Records excerpted from a collection:
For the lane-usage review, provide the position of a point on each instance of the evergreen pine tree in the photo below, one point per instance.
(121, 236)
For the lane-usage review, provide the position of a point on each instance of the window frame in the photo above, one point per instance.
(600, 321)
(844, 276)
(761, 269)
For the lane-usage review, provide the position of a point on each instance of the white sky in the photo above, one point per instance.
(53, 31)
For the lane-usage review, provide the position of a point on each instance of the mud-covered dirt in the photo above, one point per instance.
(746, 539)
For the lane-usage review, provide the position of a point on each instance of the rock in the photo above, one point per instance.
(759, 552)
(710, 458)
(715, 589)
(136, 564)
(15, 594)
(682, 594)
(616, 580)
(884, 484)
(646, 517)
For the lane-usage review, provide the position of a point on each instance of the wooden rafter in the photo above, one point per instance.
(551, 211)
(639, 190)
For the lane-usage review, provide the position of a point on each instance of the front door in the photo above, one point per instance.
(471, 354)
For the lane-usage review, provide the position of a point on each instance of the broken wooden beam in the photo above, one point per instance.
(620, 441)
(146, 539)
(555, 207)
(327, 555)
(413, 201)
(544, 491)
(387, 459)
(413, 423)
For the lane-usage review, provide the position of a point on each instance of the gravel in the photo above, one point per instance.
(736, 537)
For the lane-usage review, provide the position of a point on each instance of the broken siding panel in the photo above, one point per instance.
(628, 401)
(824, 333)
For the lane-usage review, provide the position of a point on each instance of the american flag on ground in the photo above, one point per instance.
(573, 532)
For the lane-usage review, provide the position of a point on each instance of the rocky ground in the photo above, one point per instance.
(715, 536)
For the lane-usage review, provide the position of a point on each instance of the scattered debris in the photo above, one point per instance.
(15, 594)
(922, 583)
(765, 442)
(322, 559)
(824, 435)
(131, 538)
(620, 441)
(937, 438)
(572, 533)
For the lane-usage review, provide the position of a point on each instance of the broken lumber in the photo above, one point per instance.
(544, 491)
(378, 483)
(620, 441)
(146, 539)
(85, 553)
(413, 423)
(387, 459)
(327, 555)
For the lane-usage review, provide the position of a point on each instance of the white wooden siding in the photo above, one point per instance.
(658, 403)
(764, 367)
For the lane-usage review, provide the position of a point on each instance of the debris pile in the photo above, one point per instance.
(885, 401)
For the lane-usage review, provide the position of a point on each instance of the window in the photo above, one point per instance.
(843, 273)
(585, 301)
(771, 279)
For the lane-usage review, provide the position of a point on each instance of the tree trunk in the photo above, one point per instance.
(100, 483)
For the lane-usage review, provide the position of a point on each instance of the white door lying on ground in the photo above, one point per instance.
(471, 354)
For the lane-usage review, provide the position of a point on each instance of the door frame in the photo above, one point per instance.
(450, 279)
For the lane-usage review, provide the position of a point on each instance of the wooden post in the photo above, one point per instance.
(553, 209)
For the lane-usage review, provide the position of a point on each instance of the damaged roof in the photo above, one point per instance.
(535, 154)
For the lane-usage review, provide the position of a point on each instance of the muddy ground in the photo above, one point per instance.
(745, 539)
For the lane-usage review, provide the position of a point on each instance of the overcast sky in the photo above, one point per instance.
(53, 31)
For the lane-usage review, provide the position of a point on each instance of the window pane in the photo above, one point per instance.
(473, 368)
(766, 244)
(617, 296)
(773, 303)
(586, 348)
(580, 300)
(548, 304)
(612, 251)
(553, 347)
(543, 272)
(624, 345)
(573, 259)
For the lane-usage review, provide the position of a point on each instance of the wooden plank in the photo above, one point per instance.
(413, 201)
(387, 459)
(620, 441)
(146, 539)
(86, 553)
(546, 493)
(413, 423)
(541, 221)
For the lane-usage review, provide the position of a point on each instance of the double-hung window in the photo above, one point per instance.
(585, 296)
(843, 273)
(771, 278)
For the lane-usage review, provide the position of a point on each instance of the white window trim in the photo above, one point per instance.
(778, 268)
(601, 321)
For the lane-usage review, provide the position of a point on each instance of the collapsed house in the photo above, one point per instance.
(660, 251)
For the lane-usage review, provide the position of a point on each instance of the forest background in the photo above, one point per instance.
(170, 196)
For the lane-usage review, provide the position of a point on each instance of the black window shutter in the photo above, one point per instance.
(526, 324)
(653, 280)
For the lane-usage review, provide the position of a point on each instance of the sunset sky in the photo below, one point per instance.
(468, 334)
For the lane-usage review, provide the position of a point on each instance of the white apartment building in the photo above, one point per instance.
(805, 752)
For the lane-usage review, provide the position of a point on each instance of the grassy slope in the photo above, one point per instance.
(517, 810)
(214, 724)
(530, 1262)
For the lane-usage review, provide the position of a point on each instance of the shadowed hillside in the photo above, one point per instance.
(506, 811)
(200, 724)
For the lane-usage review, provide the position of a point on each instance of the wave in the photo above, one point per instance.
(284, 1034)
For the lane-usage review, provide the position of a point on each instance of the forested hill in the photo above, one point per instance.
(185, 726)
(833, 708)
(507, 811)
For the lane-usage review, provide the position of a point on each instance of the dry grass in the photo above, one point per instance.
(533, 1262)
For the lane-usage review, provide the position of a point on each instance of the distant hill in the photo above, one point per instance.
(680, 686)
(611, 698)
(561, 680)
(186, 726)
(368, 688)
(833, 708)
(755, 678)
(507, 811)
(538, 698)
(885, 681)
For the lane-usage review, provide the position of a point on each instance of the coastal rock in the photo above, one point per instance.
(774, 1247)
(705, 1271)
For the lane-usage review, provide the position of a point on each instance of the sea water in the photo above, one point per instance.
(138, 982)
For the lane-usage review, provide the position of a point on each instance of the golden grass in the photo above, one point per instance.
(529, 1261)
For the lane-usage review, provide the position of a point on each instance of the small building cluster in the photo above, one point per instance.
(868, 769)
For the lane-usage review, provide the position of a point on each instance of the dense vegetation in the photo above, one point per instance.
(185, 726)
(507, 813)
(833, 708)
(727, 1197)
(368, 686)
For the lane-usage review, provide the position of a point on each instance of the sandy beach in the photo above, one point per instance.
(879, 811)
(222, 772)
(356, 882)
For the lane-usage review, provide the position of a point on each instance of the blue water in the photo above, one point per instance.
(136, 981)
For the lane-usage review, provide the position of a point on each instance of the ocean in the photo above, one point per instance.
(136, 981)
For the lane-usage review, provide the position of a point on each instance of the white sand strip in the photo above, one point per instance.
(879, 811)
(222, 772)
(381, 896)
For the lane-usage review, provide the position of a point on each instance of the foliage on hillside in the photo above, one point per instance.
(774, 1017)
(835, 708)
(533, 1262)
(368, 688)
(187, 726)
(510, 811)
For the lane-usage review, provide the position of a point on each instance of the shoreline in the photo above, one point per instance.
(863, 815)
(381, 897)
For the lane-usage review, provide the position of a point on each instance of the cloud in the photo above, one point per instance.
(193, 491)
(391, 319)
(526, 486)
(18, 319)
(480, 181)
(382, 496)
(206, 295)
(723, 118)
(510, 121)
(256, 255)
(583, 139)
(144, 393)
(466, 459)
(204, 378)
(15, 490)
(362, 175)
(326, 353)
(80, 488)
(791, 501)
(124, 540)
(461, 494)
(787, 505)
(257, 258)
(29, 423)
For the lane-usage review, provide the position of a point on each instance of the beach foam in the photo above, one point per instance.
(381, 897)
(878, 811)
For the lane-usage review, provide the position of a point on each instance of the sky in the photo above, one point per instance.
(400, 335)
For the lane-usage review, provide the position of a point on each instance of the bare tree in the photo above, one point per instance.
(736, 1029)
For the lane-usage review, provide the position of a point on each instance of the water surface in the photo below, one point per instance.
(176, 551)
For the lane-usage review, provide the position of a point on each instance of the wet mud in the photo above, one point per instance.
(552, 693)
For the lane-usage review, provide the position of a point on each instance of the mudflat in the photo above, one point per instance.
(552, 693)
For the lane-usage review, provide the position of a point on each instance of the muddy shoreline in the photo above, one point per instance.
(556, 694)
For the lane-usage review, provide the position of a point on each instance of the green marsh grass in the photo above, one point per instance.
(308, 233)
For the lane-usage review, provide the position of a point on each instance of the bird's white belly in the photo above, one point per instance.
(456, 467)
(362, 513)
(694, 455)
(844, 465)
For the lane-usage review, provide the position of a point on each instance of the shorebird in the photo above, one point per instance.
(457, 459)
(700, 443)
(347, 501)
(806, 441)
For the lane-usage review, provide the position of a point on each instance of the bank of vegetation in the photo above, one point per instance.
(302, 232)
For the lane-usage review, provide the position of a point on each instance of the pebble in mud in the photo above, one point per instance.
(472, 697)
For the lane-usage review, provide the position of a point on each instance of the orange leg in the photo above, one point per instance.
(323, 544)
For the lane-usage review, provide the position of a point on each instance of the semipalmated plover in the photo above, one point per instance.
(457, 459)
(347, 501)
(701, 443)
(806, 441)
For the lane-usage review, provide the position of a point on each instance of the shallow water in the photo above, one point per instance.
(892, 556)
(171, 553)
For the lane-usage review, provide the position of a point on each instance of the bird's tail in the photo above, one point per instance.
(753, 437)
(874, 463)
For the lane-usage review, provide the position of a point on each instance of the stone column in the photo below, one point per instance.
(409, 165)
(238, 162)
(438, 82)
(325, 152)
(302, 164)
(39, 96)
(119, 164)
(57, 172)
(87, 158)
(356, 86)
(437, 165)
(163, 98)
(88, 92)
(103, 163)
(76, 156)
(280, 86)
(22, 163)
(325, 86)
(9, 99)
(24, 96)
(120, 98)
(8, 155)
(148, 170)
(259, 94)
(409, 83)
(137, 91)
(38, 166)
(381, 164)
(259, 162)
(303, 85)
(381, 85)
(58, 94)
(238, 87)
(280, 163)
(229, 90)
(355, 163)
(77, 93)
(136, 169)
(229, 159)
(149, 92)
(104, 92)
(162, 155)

_Stated exercise_
Your task is to write out the lines from the one with "of the shorebird" through the end of the records, exactly and with nothing added.

_Result below_
For the lane-usage review, provide the position of a point on each instance of the shorebird in the photo above, one point per instance.
(457, 459)
(700, 443)
(347, 501)
(806, 441)
For the lane-usage review, provide the position of a point on each instance of the bank of vegetation in the photo above, one point per instance.
(302, 232)
For the lane-usage review, provide the position of a point on each instance of the pebble in mud in the photo above, one point per instance.
(472, 697)
For the lane-usage review, provide the position of a point on each instance of the orange leg in the photo above, one point per instance.
(323, 544)
For the lane-usage review, provide the position of a point on each instance of the semipalmated plover in the photo above, one point per instance.
(457, 459)
(347, 501)
(701, 443)
(806, 441)
For the lane-usage review, provide the position of a point on each instance of the shallow water in the photo above, one point per instance.
(892, 556)
(171, 553)
For the lane-usage review, provide the position of a point on each instance of the bird's tail in the photo above, one point per instance.
(753, 437)
(874, 463)
For the lane-usage review, provide the position of a point on each instance of the stone column in the photo below, one point per instance.
(409, 165)
(238, 162)
(438, 82)
(325, 152)
(302, 164)
(39, 96)
(119, 164)
(57, 172)
(87, 158)
(356, 86)
(437, 165)
(163, 98)
(88, 92)
(103, 163)
(76, 156)
(280, 86)
(22, 163)
(325, 86)
(9, 99)
(24, 96)
(120, 98)
(8, 155)
(148, 170)
(259, 94)
(409, 83)
(137, 91)
(38, 166)
(381, 164)
(259, 162)
(303, 85)
(381, 85)
(58, 94)
(238, 87)
(280, 163)
(229, 90)
(355, 163)
(77, 93)
(136, 169)
(229, 159)
(149, 92)
(104, 92)
(162, 155)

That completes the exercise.